— start —

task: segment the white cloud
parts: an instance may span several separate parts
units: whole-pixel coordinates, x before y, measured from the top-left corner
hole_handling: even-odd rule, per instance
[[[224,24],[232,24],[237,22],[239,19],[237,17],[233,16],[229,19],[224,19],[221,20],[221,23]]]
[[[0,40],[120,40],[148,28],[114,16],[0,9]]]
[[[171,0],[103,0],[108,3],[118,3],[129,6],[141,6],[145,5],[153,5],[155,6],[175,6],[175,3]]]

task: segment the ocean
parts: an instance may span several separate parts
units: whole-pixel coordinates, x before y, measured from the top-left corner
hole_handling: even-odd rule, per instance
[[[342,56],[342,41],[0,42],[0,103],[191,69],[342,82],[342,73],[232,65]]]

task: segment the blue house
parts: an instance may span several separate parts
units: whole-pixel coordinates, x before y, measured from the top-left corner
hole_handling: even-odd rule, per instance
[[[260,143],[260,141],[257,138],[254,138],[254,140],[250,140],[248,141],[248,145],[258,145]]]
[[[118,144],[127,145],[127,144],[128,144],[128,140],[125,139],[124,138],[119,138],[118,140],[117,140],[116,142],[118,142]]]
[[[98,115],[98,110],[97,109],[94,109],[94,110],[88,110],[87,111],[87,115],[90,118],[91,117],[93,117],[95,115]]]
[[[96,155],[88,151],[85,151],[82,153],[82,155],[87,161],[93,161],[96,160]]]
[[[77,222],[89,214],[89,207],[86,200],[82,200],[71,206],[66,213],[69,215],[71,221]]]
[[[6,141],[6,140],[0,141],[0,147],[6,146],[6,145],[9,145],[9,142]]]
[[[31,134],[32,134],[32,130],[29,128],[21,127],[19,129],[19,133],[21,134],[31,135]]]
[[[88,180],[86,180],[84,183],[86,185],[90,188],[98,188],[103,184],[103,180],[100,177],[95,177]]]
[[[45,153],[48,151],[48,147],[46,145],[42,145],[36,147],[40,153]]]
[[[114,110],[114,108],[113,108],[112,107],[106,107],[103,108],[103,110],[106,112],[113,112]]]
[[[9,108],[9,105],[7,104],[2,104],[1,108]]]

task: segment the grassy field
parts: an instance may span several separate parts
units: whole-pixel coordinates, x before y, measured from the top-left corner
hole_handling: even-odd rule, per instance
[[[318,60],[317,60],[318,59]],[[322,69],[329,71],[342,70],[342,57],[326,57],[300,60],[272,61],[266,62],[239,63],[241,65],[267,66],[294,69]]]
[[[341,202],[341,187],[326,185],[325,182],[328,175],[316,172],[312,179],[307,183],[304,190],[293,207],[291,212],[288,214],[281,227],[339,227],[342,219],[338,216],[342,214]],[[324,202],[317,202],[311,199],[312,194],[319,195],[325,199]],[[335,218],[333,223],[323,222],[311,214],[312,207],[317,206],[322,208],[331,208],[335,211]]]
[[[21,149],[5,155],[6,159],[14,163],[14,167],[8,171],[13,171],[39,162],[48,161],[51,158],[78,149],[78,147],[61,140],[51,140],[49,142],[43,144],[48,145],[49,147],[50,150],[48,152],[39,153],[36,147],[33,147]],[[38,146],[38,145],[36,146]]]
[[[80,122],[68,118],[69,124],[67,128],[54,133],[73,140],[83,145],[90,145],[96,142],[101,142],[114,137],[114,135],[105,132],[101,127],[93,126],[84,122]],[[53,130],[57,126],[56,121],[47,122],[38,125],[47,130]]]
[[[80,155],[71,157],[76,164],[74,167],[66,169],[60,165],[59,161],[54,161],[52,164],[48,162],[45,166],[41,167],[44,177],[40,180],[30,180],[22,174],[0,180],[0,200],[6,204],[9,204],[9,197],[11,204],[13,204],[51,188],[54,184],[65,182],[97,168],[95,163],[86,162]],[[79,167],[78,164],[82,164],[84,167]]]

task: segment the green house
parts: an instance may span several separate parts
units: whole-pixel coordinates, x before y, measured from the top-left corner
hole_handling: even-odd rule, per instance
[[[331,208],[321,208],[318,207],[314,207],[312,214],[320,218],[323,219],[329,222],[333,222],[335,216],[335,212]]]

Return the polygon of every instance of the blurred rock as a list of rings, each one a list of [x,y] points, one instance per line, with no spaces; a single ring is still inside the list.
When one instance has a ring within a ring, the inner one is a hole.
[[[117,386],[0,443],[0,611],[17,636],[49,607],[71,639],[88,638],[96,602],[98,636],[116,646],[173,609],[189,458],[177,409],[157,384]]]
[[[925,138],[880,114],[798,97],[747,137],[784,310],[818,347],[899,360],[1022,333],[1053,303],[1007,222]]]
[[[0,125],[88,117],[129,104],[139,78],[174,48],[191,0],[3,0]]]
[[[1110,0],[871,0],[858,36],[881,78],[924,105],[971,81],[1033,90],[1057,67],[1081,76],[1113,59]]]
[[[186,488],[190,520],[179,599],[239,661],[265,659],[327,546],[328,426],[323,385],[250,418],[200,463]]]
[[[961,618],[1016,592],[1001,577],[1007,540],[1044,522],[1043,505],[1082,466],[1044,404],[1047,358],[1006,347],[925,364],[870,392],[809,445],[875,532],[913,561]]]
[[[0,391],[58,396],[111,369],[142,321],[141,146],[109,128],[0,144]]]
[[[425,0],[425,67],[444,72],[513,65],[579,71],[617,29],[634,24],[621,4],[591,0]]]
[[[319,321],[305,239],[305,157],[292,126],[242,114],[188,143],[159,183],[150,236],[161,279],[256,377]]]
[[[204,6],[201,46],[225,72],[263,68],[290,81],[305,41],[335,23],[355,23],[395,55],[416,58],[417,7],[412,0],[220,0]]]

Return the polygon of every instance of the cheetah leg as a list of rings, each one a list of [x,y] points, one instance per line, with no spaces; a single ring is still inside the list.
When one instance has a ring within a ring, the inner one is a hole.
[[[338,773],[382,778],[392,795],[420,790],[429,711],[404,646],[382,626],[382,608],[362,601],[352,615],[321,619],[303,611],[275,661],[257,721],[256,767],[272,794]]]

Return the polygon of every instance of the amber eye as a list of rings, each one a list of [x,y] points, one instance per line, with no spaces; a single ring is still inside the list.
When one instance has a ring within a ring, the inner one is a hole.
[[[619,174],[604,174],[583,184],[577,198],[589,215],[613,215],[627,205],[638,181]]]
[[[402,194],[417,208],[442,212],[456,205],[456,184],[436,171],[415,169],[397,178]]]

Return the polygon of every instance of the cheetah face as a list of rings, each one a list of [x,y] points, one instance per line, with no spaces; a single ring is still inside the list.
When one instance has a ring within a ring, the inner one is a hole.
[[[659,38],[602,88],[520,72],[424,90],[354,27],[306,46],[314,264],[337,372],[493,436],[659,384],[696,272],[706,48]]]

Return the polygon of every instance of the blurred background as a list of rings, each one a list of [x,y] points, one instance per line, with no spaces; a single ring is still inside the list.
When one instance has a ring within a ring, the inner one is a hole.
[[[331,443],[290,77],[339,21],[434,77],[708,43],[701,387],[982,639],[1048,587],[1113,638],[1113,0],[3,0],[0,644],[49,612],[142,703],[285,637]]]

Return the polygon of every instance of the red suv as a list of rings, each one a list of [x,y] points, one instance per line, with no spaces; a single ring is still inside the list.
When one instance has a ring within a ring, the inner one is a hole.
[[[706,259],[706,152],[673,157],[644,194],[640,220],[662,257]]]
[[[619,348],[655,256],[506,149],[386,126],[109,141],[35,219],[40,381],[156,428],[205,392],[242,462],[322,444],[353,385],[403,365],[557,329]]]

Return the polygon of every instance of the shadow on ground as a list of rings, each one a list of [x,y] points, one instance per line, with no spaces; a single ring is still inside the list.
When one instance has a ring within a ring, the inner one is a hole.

— end —

**Brief**
Repeat word for word every line from the one containing "Return the polygon of every instance of the red" through the end of the items.

**The output**
Return the polygon of every instance of the red suv as a list of rings, each one a list of [x,y] points, one instance per line, with no spaces; a single ring is still inside the list.
When one instance has a ring within a ring, the inner one is a hole.
[[[706,259],[706,152],[673,157],[644,194],[640,220],[662,257]]]
[[[619,348],[655,256],[506,149],[386,126],[109,141],[35,219],[40,381],[156,428],[205,392],[242,462],[322,444],[353,385],[403,365],[557,329]]]

Return the polygon of every instance of the shadow on ground as a list of rings, each one a list of [x,y] points, one instance per line, with no spaces; a single ring is still inside the list.
When one instance has a ring within a ring, the inner one is a hole.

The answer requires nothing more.